# TASKS FOR THIS EXERCISE:
1. Reproduce the part of the letter to a younger self that begins at the words "Little do you" and stops after "faltering tool chest.".
2. Carry on the letter to a younger self, picking up after its last sentence.

*** SOURCE TEXT ***

Allen commutes three hours a day to New York City from your home in New Jersey. You stay at home, trying to corral all the kiddos and make some money from a small side job. You both fall into bed exhausted at the end of long and blurry days.

You are highly involved at church. Allen is an elder. You are in charge of the church nursery (your main and silly goal to keep it germ-free). Both of you oversee the busy Sunday School. Allen goes to Bible study Tuesdays and prayer meeting on Saturday. You attend Bible study for moms on Wednesdays. Sundays are spent going to church, give or take a few hours in the afternoon. The rest of your week is filled with all the other social events with this community of kind souls.

You have lots of friends from a neighborhood filled with young families. Your life is extremely busy and looks picture-perfect from the outside. You are the quintessential Christian mom, or so it seems.

Little do you know what I, your 54-year-old self, know about you. I love you, younger version of me, but I never want to be you again. I say that tenderly, knowing that you are just stuck and don't know better and are trying your hardest with what you know and believe right now.

You want your kids to behave above all else. You believe that getting them to keep all the rules at school, church and home, is the answer to the giant question of whether or not you are a good mom. You use guilt and fear more often than not, those being two readily available resources in your faltering tool chest.

*** End of SOURCE TEXT ***
*** PROVIDED MATERIAL ***

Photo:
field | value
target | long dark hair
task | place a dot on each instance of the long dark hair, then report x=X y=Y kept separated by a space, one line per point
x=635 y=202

*** End of PROVIDED MATERIAL ***

# TASK ANSWERS:
1.
Little do you know what I, your 54-year-old self, know about you. I love you, younger version of me, but I never want to be you again. I say that tenderly, knowing that you are just stuck and don't know better and are trying your hardest with what you know and believe right now.

You want your kids to behave above all else. You believe that getting them to keep all the rules at school, church and home, is the answer to the giant question of whether or not you are a good mom. You use guilt and fear more often than not, those being two readily available resources in your faltering tool chest.

2.
You genuinely do love your kids, but you believe God's ultimate goal is to get you to behave (hence your goal for your kids), to be the perfect mom. You set rules that keep you in check and when they don't, you fall into the shame and blame cycle, heaping that onto your kids as well.

You are trapped in the crazy formulaic thinking that following all the rules makes for a good and happy home life, but when it all falls apart a few years from now, thankfully bigger life-changing things like grace and mercy come flooding in from a BIG GOD like a tsunami.

He gently picks up the pieces of your broken and confused heart and puts you back together in a way that's better than if you had never fallen apart. He is a GOOD GOD and worthy to be trusted in all the beautiful and messy moments that make up your mom journey.

Twenty years from now, you will have growing relationships with each of your four, and they all will speak words of kindness and understanding as you discuss all your strengths and struggles in raising them. What a gift this will be to you.

One morning, you will find a small note on Facebook (something that doesn't exist yet) that "you are the greatest mom of all time" from your second-born. You will receive a text (something else that doesn’t exist yet) that your 20-year-old wants to have a family “Zoom” time every Sunday during a crazy pandemic. Your oldest will write a blog post (oh my gosh, that doesn’t exist yet either) on your birthday telling the world what a gift you are to her and her two-year-old. You will eat dinner every night with your second son during the bonus time when the world “stops.” It doesn't get any better than this. LOVE WINS!

I repeat, I love you, younger version of me. It's all going to be okay. What you see now is but a dim shadow of the beauty that's to come. I promise you a few things: you don't do it all right. In fact, you make lots of mistakes.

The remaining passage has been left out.